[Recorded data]
□ □ □

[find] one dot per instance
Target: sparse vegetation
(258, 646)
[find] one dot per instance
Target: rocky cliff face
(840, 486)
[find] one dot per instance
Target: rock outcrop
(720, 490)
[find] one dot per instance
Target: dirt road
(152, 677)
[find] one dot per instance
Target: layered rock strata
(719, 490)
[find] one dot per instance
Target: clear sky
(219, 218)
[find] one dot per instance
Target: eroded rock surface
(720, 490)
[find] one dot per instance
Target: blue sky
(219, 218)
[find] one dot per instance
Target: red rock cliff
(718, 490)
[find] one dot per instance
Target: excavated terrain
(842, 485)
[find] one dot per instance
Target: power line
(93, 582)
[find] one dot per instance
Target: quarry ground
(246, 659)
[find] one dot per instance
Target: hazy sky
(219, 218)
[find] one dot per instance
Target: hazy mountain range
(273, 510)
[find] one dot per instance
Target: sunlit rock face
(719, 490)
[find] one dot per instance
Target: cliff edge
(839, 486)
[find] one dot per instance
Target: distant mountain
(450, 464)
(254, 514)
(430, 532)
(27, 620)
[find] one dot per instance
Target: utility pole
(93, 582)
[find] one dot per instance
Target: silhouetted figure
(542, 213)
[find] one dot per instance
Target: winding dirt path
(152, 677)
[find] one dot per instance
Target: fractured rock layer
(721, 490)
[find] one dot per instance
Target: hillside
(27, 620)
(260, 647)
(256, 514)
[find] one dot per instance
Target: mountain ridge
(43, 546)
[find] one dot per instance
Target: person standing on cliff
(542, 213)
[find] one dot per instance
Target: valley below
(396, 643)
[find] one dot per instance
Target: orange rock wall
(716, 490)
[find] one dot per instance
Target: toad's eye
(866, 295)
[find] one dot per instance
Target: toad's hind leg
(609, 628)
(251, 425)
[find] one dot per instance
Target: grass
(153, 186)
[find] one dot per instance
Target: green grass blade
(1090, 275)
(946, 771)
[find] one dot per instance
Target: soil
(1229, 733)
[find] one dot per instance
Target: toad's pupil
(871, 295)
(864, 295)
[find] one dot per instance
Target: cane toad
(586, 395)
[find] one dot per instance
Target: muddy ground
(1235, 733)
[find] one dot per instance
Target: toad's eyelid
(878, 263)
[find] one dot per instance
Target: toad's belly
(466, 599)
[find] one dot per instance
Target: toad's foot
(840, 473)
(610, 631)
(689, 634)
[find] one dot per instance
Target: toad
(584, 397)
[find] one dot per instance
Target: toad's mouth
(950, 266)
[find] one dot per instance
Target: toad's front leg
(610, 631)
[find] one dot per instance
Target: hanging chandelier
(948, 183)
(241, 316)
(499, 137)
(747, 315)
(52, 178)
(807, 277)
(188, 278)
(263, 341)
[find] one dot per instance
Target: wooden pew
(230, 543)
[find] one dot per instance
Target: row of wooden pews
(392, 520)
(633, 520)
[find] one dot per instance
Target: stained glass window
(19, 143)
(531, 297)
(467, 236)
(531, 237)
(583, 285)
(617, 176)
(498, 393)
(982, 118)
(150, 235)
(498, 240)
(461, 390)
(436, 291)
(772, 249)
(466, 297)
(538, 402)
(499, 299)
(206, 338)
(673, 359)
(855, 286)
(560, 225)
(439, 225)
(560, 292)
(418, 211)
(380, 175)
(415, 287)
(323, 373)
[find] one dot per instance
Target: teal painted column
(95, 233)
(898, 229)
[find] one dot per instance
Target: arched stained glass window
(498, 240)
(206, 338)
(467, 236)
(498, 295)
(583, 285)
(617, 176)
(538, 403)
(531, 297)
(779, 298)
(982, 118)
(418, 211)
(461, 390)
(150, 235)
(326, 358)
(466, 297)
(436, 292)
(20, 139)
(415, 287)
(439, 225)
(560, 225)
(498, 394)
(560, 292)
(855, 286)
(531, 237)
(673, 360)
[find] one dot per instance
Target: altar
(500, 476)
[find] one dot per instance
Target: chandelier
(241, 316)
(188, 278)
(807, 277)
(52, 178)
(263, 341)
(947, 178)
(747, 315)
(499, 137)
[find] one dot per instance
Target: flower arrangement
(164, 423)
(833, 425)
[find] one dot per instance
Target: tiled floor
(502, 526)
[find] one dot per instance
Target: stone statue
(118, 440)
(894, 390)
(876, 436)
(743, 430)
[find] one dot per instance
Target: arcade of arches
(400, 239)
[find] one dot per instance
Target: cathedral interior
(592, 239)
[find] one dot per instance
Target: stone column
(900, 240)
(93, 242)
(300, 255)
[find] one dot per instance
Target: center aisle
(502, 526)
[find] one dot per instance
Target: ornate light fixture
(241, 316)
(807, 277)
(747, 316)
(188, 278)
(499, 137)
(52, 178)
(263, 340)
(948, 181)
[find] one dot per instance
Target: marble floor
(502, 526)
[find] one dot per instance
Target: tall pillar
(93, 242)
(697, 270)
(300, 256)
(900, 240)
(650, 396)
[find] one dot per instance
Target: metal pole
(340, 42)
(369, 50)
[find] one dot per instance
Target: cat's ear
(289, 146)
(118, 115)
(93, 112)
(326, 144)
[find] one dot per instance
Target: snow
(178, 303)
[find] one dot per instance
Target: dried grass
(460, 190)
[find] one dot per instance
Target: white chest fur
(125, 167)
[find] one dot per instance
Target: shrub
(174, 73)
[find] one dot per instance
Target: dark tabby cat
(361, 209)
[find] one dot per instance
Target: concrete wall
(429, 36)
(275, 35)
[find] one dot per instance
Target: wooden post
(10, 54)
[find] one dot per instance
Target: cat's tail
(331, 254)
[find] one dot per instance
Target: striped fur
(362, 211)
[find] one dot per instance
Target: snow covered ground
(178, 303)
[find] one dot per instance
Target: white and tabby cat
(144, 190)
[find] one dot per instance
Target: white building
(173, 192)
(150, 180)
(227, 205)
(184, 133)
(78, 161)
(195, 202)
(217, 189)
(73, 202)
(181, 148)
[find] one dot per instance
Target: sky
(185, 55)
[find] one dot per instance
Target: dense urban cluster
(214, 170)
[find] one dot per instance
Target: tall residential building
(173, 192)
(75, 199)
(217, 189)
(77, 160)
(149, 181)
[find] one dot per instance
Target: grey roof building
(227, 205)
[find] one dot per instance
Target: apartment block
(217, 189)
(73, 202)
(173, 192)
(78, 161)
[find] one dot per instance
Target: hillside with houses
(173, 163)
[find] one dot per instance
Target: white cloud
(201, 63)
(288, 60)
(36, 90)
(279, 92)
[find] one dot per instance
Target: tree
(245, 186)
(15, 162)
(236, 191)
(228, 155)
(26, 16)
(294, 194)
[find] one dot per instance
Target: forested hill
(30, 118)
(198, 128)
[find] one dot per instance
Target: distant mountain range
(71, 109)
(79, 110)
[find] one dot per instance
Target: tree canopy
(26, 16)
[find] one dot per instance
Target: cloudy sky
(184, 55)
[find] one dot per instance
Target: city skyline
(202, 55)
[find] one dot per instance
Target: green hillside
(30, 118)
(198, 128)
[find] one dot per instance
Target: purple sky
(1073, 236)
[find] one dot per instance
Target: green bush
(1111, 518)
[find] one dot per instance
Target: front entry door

□ □ □

Provide all the records again, word for word.

[find] one dot per instance
Target: sparse vegetation
(258, 646)
[find] one dot per instance
Target: rocky cliff face
(840, 486)
[find] one dot per instance
Target: rock outcrop
(720, 490)
[find] one dot per instance
Target: dirt road
(152, 677)
[find] one dot per instance
Target: layered rock strata
(719, 490)
[find] one dot per instance
Target: clear sky
(219, 218)
[find] one dot per instance
Target: eroded rock surface
(720, 490)
[find] one dot per instance
Target: blue sky
(219, 218)
[find] one dot per instance
Target: red rock cliff
(718, 490)
[find] one dot per instance
Target: excavated terrain
(842, 485)
[find] one dot per instance
Target: power line
(93, 582)
[find] one dot per instance
Target: quarry ground
(246, 659)
[find] one dot per instance
Target: hazy sky
(219, 218)
[find] one dot per instance
Target: hazy mountain range
(273, 510)
[find] one dot per instance
Target: sunlit rock face
(719, 490)
[find] one dot per instance
Target: cliff edge
(839, 486)
[find] one dot per instance
Target: distant mountain
(450, 464)
(254, 514)
(430, 532)
(27, 620)
[find] one dot per instance
Target: utility pole
(93, 582)
[find] one dot per instance
Target: silhouetted figure
(542, 213)
[find] one dot per instance
Target: winding dirt path
(152, 677)
[find] one dot per instance
Target: fractured rock layer
(721, 490)
[find] one dot per instance
Target: hillside
(27, 620)
(260, 647)
(256, 514)
[find] one dot per instance
Target: mountain ridge
(43, 546)
[find] one dot per instance
Target: person standing on cliff
(542, 213)
[find] one dot per instance
Target: valley below
(396, 643)
[find] one dot per instance
Target: orange rock wall
(716, 490)
[find] one dot per instance
Target: toad's eye
(866, 295)
[find] one dot per instance
Target: toad's hind leg
(609, 628)
(251, 425)
[find] one dot per instance
Target: grass
(153, 186)
[find] one dot per instance
Target: green grass blade
(1090, 275)
(946, 771)
[find] one dot per instance
Target: soil
(1229, 733)
[find] one dot per instance
Target: toad's pupil
(871, 295)
(864, 295)
[find] one dot per instance
Target: cane toad
(586, 395)
[find] one dot per instance
Target: muddy ground
(1235, 733)
[find] one dot per instance
Target: toad's eyelid
(878, 263)
[find] one dot per instance
Target: toad's belly
(466, 599)
[find] one dot per instance
Target: toad's foot
(840, 473)
(610, 631)
(689, 634)
[find] one dot per instance
Target: toad
(584, 397)
[find] one dot per instance
Target: toad's mouth
(950, 266)
[find] one dot per instance
Target: toad's front leg
(610, 631)
[find] one dot per instance
Target: hanging chandelier
(948, 183)
(241, 316)
(499, 137)
(747, 315)
(52, 178)
(807, 277)
(188, 278)
(263, 341)
[find] one dot per instance
Target: wooden pew
(230, 543)
[find] one dot per instance
Target: row of wooden pews
(392, 520)
(633, 520)
[find] one dot per instance
Target: stained glass window
(19, 143)
(531, 297)
(467, 236)
(531, 237)
(583, 285)
(617, 176)
(498, 393)
(982, 118)
(150, 235)
(498, 240)
(461, 390)
(436, 291)
(772, 249)
(466, 297)
(538, 402)
(499, 299)
(206, 338)
(673, 359)
(855, 286)
(560, 225)
(439, 225)
(560, 292)
(418, 211)
(380, 175)
(415, 287)
(323, 373)
[find] one dot per instance
Target: teal painted column
(95, 233)
(898, 229)
[find] one dot per instance
Target: arched stained glass window
(498, 240)
(206, 338)
(467, 236)
(498, 295)
(583, 285)
(617, 176)
(538, 403)
(531, 297)
(779, 298)
(982, 118)
(418, 211)
(461, 390)
(150, 235)
(326, 358)
(466, 297)
(436, 292)
(20, 139)
(415, 287)
(439, 225)
(560, 225)
(498, 394)
(560, 292)
(855, 286)
(531, 237)
(673, 360)
[find] one dot per instance
Target: altar
(500, 476)
[find] one dot per instance
Target: chandelier
(241, 316)
(188, 278)
(807, 277)
(52, 178)
(263, 341)
(947, 178)
(747, 315)
(499, 137)
[find] one dot per instance
Target: flower arrangement
(164, 423)
(833, 425)
[find] one dot per instance
Target: tiled floor
(502, 526)
[find] one dot per instance
Target: stone statue
(118, 440)
(894, 390)
(876, 436)
(743, 430)
[find] one dot per instance
Target: arcade of arches
(400, 239)
[find] one dot per instance
Target: cathedral interior
(592, 239)
[find] one dot per instance
Target: stone column
(900, 240)
(93, 242)
(300, 255)
[find] one dot per instance
Target: center aisle
(502, 526)
[find] one dot per instance
Target: ornate light fixture
(241, 316)
(807, 277)
(747, 316)
(188, 278)
(499, 137)
(52, 178)
(263, 340)
(948, 181)
[find] one dot per instance
Target: marble floor
(502, 526)
[find] one dot per instance
Target: tall pillar
(93, 242)
(697, 270)
(300, 256)
(900, 240)
(650, 396)
[find] one dot per instance
Target: metal pole
(340, 42)
(369, 50)
[find] one dot per instance
Target: cat's ear
(289, 146)
(118, 115)
(93, 112)
(326, 144)
[find] one dot per instance
Target: snow
(178, 303)
[find] one dot per instance
Target: dried grass
(460, 190)
[find] one dot per instance
Target: white chest fur
(125, 167)
[find] one dot per instance
Target: shrub
(174, 73)
[find] one dot per instance
Target: dark tabby cat
(361, 209)
[find] one dot per instance
Target: concrete wall
(429, 36)
(275, 35)
[find] one dot per instance
Target: wooden post
(10, 54)
[find] one dot per instance
Target: cat's tail
(331, 254)
[find] one dot per instance
Target: striped fur
(362, 211)
[find] one dot per instance
Target: snow covered ground
(178, 303)
[find] one dot per instance
Target: white and tabby cat
(144, 190)
[find] one dot per instance
Target: white building
(173, 192)
(150, 180)
(227, 205)
(184, 133)
(78, 161)
(195, 202)
(217, 189)
(73, 202)
(181, 148)
[find] one dot per instance
Target: sky
(185, 55)
[find] one dot per instance
Target: dense urban cluster
(214, 170)
[find] one dot per instance
Target: tall residential building
(173, 192)
(75, 199)
(217, 189)
(77, 160)
(149, 181)
[find] one dot per instance
Target: grey roof building
(227, 205)
[find] one dot per instance
Target: apartment block
(217, 189)
(73, 202)
(173, 192)
(78, 161)
[find] one dot per instance
Target: hillside with houses
(173, 163)
[find] one dot per instance
Target: white cloud
(201, 63)
(288, 60)
(36, 90)
(279, 92)
[find] one dot per instance
Target: tree
(245, 186)
(15, 162)
(236, 191)
(228, 155)
(26, 16)
(294, 194)
[find] one dot per instance
Target: forested hill
(30, 118)
(198, 128)
[find] one dot per instance
Target: distant mountain range
(71, 109)
(79, 110)
[find] one dot per instance
Target: tree canopy
(26, 16)
[find] one dot per instance
Target: cloudy sky
(184, 55)
[find] one dot per instance
Target: city skyline
(202, 55)
[find] one dot per instance
Target: green hillside
(30, 118)
(198, 128)
[find] one dot per instance
Target: purple sky
(1073, 236)
[find] one dot per instance
Target: green bush
(1111, 518)
[find] one dot per instance
Target: front entry door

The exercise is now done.